======== Provided data ========

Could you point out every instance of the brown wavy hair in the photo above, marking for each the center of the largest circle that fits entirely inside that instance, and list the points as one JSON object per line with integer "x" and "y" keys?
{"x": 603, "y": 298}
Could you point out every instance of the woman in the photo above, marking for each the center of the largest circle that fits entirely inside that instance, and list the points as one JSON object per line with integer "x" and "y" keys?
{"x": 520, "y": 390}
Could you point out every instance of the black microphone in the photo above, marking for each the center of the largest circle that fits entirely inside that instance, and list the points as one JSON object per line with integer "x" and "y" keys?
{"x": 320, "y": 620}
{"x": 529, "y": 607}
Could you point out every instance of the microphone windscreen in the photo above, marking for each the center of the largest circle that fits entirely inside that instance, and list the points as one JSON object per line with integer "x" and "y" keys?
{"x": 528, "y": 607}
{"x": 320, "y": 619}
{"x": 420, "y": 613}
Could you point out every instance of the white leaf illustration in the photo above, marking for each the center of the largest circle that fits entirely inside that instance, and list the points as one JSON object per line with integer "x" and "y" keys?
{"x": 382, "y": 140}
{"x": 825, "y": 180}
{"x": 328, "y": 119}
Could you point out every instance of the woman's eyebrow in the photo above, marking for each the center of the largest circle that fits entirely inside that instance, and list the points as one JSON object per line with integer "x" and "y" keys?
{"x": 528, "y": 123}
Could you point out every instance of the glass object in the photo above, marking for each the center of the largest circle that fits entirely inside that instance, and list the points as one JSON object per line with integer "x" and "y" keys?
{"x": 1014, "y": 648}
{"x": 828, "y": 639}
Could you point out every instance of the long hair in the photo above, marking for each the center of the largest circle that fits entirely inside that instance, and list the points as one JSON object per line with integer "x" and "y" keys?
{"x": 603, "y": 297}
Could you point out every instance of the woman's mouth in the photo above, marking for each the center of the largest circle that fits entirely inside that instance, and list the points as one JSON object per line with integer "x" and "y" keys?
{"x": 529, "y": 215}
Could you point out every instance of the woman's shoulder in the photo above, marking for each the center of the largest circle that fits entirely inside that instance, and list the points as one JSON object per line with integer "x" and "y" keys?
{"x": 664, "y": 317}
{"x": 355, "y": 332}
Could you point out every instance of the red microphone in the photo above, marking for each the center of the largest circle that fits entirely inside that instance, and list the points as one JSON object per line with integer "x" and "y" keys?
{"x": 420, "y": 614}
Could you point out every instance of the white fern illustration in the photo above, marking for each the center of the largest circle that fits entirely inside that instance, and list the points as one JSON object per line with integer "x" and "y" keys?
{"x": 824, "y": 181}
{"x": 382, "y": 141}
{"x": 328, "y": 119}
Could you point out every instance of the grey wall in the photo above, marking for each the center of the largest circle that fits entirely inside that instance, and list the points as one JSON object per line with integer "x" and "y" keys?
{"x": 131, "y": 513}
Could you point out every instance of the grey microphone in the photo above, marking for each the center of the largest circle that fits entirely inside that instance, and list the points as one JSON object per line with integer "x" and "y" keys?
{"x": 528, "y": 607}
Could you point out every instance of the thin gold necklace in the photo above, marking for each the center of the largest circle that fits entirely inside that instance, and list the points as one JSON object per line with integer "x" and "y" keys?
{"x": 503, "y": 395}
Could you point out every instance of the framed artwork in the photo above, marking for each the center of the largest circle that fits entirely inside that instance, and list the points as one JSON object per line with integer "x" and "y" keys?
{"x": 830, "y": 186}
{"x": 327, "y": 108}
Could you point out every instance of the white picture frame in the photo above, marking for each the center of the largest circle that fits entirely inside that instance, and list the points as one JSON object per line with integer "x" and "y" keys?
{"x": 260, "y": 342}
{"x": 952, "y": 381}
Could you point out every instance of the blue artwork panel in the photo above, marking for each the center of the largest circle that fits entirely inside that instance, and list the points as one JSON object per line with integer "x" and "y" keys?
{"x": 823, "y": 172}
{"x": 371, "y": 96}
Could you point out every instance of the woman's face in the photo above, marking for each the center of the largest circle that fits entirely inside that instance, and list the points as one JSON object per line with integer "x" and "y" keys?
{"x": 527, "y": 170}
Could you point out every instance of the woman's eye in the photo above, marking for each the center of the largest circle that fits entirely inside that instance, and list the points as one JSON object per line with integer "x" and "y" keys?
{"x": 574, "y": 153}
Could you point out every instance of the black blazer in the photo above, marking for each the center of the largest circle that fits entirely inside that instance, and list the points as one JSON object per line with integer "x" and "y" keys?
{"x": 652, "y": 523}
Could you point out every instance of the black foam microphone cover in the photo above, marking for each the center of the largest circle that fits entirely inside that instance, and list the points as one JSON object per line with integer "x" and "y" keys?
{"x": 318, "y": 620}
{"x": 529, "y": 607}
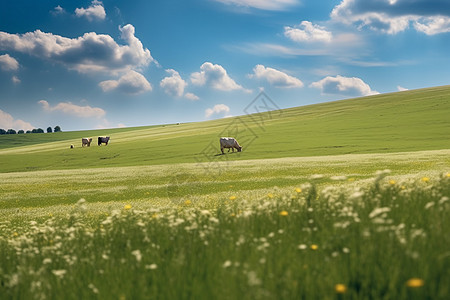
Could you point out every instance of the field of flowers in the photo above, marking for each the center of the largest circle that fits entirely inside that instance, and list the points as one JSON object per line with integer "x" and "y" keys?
{"x": 384, "y": 240}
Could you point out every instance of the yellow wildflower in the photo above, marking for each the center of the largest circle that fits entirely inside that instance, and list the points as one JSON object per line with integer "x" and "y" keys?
{"x": 340, "y": 288}
{"x": 415, "y": 283}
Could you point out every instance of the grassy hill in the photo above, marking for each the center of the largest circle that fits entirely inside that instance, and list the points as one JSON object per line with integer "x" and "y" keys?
{"x": 405, "y": 121}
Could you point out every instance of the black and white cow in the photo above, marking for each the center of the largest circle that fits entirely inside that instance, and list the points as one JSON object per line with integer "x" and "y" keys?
{"x": 103, "y": 139}
{"x": 229, "y": 143}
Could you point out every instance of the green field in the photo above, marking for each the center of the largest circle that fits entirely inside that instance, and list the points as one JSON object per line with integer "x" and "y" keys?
{"x": 303, "y": 212}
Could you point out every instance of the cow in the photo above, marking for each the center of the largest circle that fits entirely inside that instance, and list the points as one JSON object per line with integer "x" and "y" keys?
{"x": 86, "y": 142}
{"x": 229, "y": 143}
{"x": 103, "y": 139}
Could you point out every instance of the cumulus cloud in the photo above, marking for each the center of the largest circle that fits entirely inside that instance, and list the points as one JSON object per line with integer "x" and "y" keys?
{"x": 131, "y": 83}
{"x": 58, "y": 10}
{"x": 8, "y": 122}
{"x": 394, "y": 16}
{"x": 91, "y": 52}
{"x": 95, "y": 11}
{"x": 275, "y": 77}
{"x": 173, "y": 85}
{"x": 216, "y": 110}
{"x": 8, "y": 63}
{"x": 339, "y": 85}
{"x": 216, "y": 77}
{"x": 191, "y": 96}
{"x": 262, "y": 4}
{"x": 307, "y": 32}
{"x": 73, "y": 109}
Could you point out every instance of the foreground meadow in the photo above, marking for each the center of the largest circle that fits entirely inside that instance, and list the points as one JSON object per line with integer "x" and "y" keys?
{"x": 385, "y": 240}
{"x": 309, "y": 228}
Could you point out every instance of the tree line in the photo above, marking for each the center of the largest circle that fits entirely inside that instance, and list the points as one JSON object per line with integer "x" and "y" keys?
{"x": 36, "y": 130}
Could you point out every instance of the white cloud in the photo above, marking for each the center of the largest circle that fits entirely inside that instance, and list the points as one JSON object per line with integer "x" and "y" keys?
{"x": 73, "y": 109}
{"x": 433, "y": 25}
{"x": 391, "y": 17}
{"x": 8, "y": 122}
{"x": 173, "y": 85}
{"x": 91, "y": 52}
{"x": 58, "y": 10}
{"x": 275, "y": 77}
{"x": 262, "y": 4}
{"x": 95, "y": 11}
{"x": 216, "y": 110}
{"x": 308, "y": 32}
{"x": 8, "y": 63}
{"x": 216, "y": 77}
{"x": 16, "y": 80}
{"x": 339, "y": 85}
{"x": 131, "y": 83}
{"x": 191, "y": 96}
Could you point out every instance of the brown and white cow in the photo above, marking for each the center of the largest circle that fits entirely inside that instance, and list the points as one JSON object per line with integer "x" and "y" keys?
{"x": 86, "y": 142}
{"x": 103, "y": 139}
{"x": 229, "y": 143}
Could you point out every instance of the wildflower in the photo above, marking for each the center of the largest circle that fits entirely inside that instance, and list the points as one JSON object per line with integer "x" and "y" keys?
{"x": 226, "y": 264}
{"x": 302, "y": 247}
{"x": 415, "y": 283}
{"x": 59, "y": 273}
{"x": 137, "y": 253}
{"x": 340, "y": 288}
{"x": 151, "y": 267}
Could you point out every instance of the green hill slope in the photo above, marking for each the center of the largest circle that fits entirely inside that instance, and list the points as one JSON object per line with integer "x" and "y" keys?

========

_What is required_.
Copy out, line for line, the stretch of the items from the line containing "Could you point out every instance of the wildflower" through the final line of the items.

_Final result_.
Could you point out every instance of the wildflower in the photo above, marking for each the center of the largest circle that fits entirely inside that instance, and list the points as one JSON object per line with integer "x" and "y" keys?
{"x": 226, "y": 264}
{"x": 302, "y": 247}
{"x": 415, "y": 283}
{"x": 59, "y": 273}
{"x": 137, "y": 253}
{"x": 340, "y": 288}
{"x": 151, "y": 267}
Could you point out every instance of the green hill slope in the photo above, marking for each the center of the largest circle that fits entirely inside that instance, and list the points as one JSON object per line with integer "x" and "y" keys?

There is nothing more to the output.